## What this task involves
Reproduce every one of the entries below verbatim, leaving out the pictures.

## Materials provided
※
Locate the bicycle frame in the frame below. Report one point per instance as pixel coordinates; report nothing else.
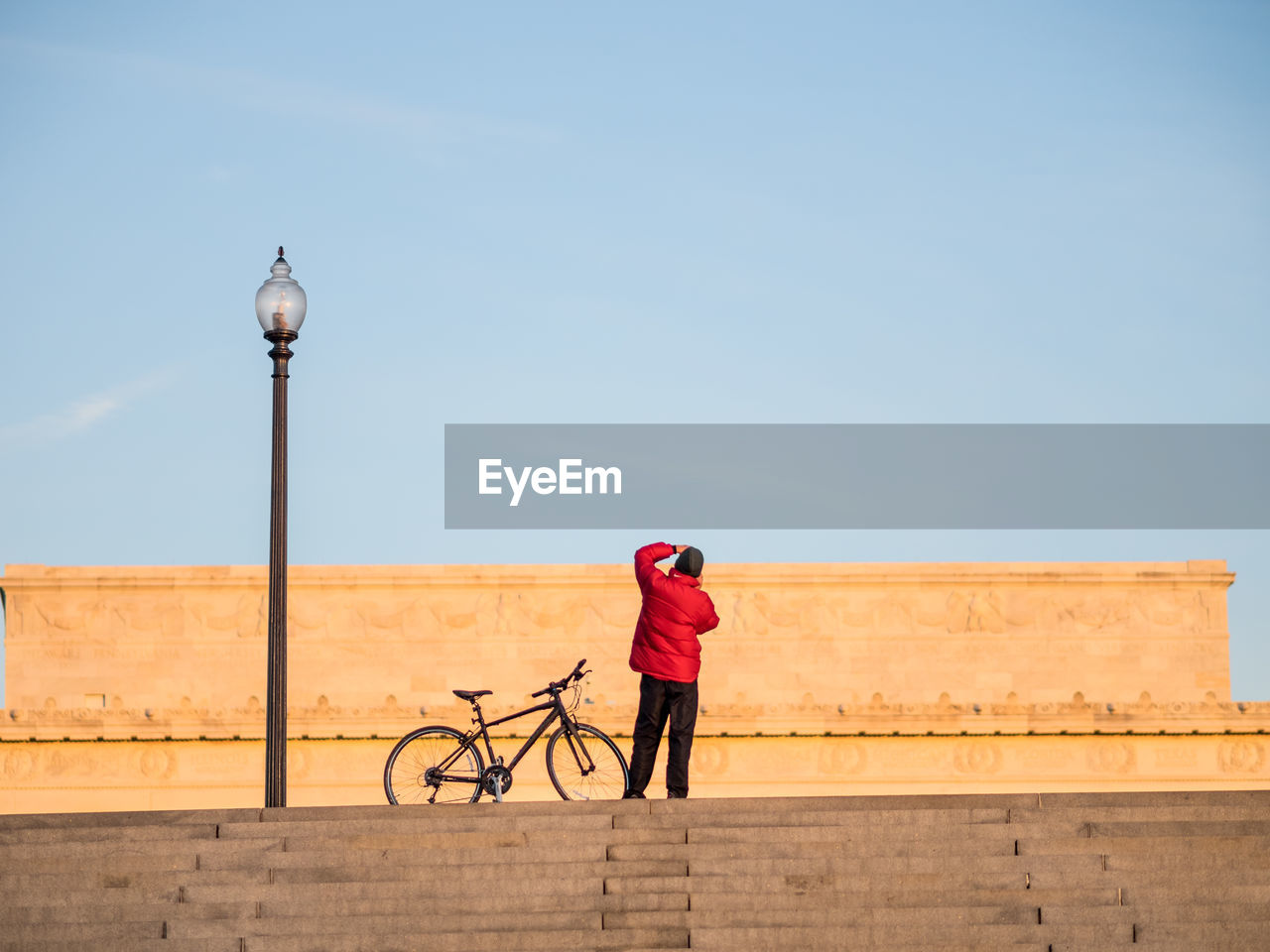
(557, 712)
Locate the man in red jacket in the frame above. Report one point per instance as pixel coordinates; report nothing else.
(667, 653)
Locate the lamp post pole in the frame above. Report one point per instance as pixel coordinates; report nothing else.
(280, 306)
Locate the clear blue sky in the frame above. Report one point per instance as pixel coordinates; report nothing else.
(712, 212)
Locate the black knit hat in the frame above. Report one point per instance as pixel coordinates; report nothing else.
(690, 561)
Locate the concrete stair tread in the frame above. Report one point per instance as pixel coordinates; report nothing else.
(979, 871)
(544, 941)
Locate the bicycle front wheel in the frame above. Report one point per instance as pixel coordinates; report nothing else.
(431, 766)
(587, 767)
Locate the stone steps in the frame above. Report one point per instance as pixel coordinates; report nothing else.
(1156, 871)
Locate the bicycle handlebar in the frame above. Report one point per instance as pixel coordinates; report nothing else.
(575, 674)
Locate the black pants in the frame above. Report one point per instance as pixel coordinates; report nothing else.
※
## Exercise output
Locate the bicycle frame in the frame below. Report one point per instance as pixel coordinates; report nothing else.
(557, 712)
Locate the man in red jacket in the frame above. Report one point per instance as pixel coordinates; report nothing else.
(667, 653)
Locate the lamp post pole in the frame above. Report one point per instance as pixel coordinates; report nothing else.
(280, 306)
Locate the clear blue sky in the frame above. Report one point per instance as pixel coordinates; report nothing else.
(712, 212)
Locate the black knit hat in the frame above. Report one point per instance as pixel coordinates; report nothing else.
(690, 561)
Locate the concrete stair tread in the frame above. Report one point per instance as pixel coordinates; report nothing else.
(979, 871)
(544, 941)
Locate the bicycle front wheel in the frame above. Report one point per instance as pixel coordinates; report nothing else.
(431, 766)
(587, 767)
Locate the stone steps in the frame above. Report one point per instance as pixel coordinates; report nothing else.
(1156, 871)
Locate the bicycle handlebar in the frame above. Report one point per instance as pixel coordinates; report nothing else.
(575, 674)
Locate the black pants in the frame above. Report one point per instance as pixel coordinates; report nothing else.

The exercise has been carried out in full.